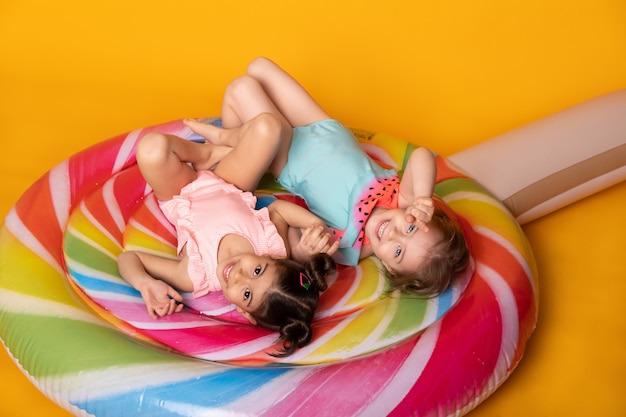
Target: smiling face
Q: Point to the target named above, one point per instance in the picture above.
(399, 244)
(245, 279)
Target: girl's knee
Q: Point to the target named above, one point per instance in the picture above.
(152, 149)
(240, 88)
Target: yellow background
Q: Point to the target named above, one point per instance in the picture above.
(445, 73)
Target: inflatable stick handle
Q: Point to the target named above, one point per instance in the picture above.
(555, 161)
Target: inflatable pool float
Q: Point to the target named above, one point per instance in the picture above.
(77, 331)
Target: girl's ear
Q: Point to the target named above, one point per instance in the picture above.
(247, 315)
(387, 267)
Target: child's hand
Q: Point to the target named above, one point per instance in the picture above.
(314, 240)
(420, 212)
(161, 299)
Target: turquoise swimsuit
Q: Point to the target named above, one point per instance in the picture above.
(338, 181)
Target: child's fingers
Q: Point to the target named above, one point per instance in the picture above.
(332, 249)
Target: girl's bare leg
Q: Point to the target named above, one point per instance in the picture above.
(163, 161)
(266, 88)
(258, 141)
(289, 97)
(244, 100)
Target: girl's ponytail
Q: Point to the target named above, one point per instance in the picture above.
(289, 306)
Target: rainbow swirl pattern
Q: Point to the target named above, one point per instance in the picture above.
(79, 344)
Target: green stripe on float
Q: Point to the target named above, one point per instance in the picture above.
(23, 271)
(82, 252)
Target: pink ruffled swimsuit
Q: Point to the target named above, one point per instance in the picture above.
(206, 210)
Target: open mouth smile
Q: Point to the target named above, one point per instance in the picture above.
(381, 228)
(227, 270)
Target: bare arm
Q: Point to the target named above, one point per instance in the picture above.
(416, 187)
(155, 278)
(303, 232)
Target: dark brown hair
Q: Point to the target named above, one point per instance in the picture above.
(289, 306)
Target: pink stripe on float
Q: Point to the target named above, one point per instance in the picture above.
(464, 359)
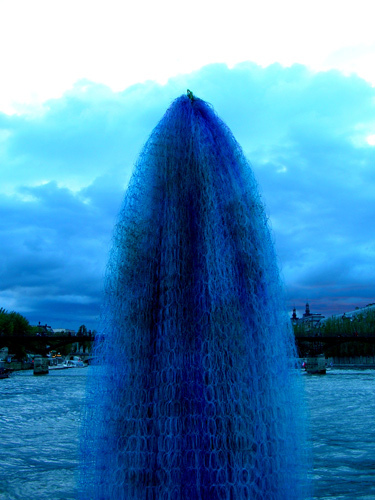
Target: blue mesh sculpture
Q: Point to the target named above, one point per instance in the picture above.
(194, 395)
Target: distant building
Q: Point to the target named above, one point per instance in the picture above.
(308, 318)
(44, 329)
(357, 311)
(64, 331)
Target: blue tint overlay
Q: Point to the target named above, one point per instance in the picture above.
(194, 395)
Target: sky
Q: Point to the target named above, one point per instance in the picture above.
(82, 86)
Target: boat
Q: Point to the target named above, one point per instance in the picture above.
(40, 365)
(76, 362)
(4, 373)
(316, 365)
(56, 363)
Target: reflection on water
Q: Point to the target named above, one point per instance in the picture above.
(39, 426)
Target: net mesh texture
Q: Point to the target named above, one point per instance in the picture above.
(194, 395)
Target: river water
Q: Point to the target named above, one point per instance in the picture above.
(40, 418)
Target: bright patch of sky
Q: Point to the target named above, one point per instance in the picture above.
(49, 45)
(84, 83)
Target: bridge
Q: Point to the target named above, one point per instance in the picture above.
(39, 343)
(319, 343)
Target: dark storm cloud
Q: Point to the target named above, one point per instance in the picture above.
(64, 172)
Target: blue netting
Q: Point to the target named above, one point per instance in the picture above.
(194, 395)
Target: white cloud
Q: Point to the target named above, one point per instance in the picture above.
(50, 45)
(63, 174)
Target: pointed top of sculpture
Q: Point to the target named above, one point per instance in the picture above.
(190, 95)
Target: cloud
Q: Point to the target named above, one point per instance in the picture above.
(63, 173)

******

CHALLENGE » Copy out every row above word for word, leaving out the pictures.

THE OUTPUT »
Target: smiling face
Q: Point to the target named above, one point per instance in the picture above.
(399, 244)
(245, 279)
Target: girl's knee
Q: Point to the target named above, one point per instance in the picture above.
(152, 149)
(240, 88)
Target: yellow background
Q: Point to the target named above, one point per instance in the picture above.
(445, 73)
Target: inflatable stick handle
Q: Point to the target named above, one point per instance in the picture above.
(555, 161)
Target: inflatable pool float
Q: Point to the target named above, one point per instance in the picture above.
(77, 331)
Target: girl's ear
Q: Point to the target named above, one point per instance in the picture above.
(247, 315)
(387, 267)
Target: child's hand
Q: Point to the target named above, one point per instance in the picture above.
(314, 240)
(420, 212)
(161, 299)
Target: turquoise swimsuit
Q: Point to the target named above, one point per instance in the picture above.
(338, 181)
Target: child's fingers
Q: Point to the target named above, one point per instance in the picture above.
(332, 249)
Target: girl's bare leg
Q: Point to the target named above, one point per instance in the picture above.
(163, 161)
(266, 88)
(258, 141)
(289, 97)
(244, 100)
Target: girl's ponytail
Q: Point to the target named above, one point per instance in the picture above.
(289, 306)
Target: rainbow swirl pattern
Q: Point to the target named above, one point per instance in the picture above.
(79, 344)
Target: green stripe on float
Q: Point to the target named above, one point per instance in the picture above.
(23, 271)
(82, 252)
Target: pink ruffled swimsuit
Q: Point to the target named above, one point per instance in the picture above.
(206, 210)
Target: open mouth smile
Q: Point to the target named above, one point per instance in the picture above.
(381, 228)
(227, 270)
Target: bare arm
Q: Point to the target named above, one point per instance in the picture above.
(416, 187)
(155, 278)
(303, 232)
Target: dark brown hair
Q: Point to the target named above, one point per instance in the picture above.
(289, 306)
Target: pink stripe on float
Q: Point to the target named above, one point per instance in the picture above.
(464, 359)
Target: blue mesh sculpture
Q: Point to the target named above, one point per instance in the picture above.
(194, 395)
Target: distant building
Q: Point to the target named above, one point per instance in the picture above.
(308, 318)
(44, 329)
(357, 311)
(64, 331)
Target: blue tint overlay
Q: Point to the target named above, one point per instance in the picture above.
(194, 395)
Target: sky
Q: Point to the target named above, one point per instance in the picture above.
(82, 86)
Target: boat
Q: Point to the target named above, one point per instance in the picture above.
(40, 365)
(76, 362)
(4, 373)
(316, 365)
(56, 363)
Target: reflection on water
Q: Point to the target named above, one point per instance in the picture above.
(39, 426)
Target: net mesh texture
Q: Point to the target named above, one point per instance in the picture above.
(194, 395)
Target: river water
Q: Point to the target named above, one point per instance in the picture above.
(40, 418)
Target: bright patch of sky
Q: Point to the target named above, one point per instance in the picture above.
(49, 45)
(84, 83)
Target: bridge
Q: Point to the target named above, one point per instance in the picture above.
(39, 343)
(319, 343)
Target: dark storm cloud
Q: Point to the target named above, one point per instance in the picture above.
(64, 172)
Target: blue netting
Q: Point to the target named above, one point per instance in the picture above.
(194, 395)
Target: white cloud
Q: Point to the target named above, one point per instance in the picture above.
(50, 45)
(63, 174)
Target: pointed top of sculpture
Q: Point to the target named above, one point per instance in the picture above.
(190, 95)
Target: cloud
Q: Point to the target named above, one point per instance in the picture above.
(63, 173)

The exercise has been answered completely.